# PROBLEM TO WORK ON
Could you rewrite all of the lines below as a numbered list, leaving out any blank lines?

Excerpts from a point labeling dataset:
________________________________________

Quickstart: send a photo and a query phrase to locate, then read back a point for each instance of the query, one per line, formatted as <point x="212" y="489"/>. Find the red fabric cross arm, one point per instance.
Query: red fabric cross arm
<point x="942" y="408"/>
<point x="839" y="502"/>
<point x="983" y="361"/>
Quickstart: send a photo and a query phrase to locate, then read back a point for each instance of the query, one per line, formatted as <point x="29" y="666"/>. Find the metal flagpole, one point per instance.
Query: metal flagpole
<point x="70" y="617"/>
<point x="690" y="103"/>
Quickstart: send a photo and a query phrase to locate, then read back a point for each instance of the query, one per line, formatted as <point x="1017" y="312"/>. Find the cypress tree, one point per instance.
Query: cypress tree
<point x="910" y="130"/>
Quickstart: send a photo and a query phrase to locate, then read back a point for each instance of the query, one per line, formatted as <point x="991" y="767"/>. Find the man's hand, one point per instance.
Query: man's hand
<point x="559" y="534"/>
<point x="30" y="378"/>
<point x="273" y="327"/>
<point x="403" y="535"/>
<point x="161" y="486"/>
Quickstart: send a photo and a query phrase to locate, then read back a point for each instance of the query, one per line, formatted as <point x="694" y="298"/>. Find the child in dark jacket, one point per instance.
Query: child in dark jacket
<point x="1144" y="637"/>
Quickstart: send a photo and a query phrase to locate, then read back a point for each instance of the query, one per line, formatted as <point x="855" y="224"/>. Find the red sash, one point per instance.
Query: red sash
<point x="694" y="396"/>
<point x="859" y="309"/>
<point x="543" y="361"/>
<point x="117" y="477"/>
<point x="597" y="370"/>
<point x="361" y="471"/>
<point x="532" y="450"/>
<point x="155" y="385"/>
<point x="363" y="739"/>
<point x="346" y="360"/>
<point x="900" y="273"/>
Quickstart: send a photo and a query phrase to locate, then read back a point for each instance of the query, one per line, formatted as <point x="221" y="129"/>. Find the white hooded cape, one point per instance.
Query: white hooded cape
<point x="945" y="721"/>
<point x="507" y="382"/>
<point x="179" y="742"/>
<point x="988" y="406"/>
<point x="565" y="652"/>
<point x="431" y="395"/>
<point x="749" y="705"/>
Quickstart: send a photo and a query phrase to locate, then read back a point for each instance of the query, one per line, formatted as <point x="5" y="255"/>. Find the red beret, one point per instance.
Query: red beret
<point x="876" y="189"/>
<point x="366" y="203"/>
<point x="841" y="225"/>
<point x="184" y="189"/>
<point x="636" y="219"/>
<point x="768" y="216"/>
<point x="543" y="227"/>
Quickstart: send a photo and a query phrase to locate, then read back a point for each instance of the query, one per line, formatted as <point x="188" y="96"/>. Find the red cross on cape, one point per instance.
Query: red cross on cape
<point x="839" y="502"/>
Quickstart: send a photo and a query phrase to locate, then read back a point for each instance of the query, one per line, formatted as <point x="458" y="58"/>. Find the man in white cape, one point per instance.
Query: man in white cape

________________________________________

# FINISHED EXERCISE
1. Quickstart: send a photo and a query phrase to locate, then read back a point for each instance of the query, one per line, formatted as <point x="212" y="489"/>. Find the red fabric cross arm, one point per instance.
2. Query: red fabric cross arm
3. <point x="942" y="408"/>
4. <point x="839" y="502"/>
5. <point x="983" y="361"/>
6. Quickstart: send a photo and a query phrase to locate, then read back a point for each instance of the query, one per line, formatted as <point x="29" y="666"/>. Find the metal flagpole, one point per instance.
7. Query: metal flagpole
8. <point x="70" y="617"/>
9. <point x="690" y="103"/>
10. Quickstart: send a photo and a query phrase to locate, then read back a point for each instance of the query, one per line, formatted as <point x="1017" y="312"/>. Find the cypress tree, one point per instance.
11. Query: cypress tree
12. <point x="910" y="130"/>
13. Quickstart: send a photo and a query phrase to locate, then read back a point for each instance of the query, one per line, formatted as <point x="991" y="767"/>. Find the man's hand, one point per instance.
14. Query: man's hand
15. <point x="559" y="534"/>
16. <point x="30" y="378"/>
17. <point x="273" y="327"/>
18. <point x="403" y="535"/>
19. <point x="161" y="486"/>
20. Quickstart: send a photo and a query phrase to locate, then read back a point for each instance of the query, one per line, formatted as <point x="694" y="298"/>. Find the child in dark jacket, one point per instance.
21. Query: child in dark jacket
22. <point x="1144" y="637"/>
23. Quickstart: send a photo and a query phrase to locate, then read back a point for each instance of the query, one per line, formatted as <point x="855" y="224"/>. Find the red sash, one point per instance.
24. Query: red sash
25. <point x="694" y="396"/>
26. <point x="859" y="309"/>
27. <point x="543" y="361"/>
28. <point x="117" y="477"/>
29. <point x="597" y="370"/>
30. <point x="361" y="471"/>
31. <point x="532" y="450"/>
32. <point x="155" y="385"/>
33. <point x="363" y="739"/>
34. <point x="346" y="360"/>
35. <point x="900" y="273"/>
36. Quickstart: send a photo and a query phrase to locate, then read back a point for each instance of the query, one per line, formatted as <point x="221" y="129"/>. Find the white hooded cape, one point per instance.
37. Query: white hooded cape
38. <point x="945" y="721"/>
39. <point x="507" y="382"/>
40. <point x="179" y="742"/>
41. <point x="988" y="406"/>
42. <point x="565" y="652"/>
43. <point x="431" y="395"/>
44. <point x="749" y="705"/>
45. Quickstart: send a photo and a query phrase to locate, then read back a point for each instance of the query, one per line, formatted as <point x="5" y="255"/>. Find the red beret, one point per instance.
46. Query: red beret
47. <point x="876" y="189"/>
48. <point x="366" y="203"/>
49. <point x="841" y="225"/>
50. <point x="184" y="189"/>
51. <point x="636" y="219"/>
52. <point x="768" y="216"/>
53. <point x="543" y="227"/>
54. Quickstart: send a photo and a query phrase to locate, then read back a point for each instance of the query, one per line, formatted as <point x="188" y="96"/>. Find the red cross on cape, one point per instance.
55. Query: red cross on cape
56. <point x="839" y="502"/>
57. Quickstart: send a photo and a query phrase to locate, then read back a point for each instance of the query, one per line, formatted as <point x="458" y="58"/>. Find the man in white cape, one point per instance.
58. Query: man in white cape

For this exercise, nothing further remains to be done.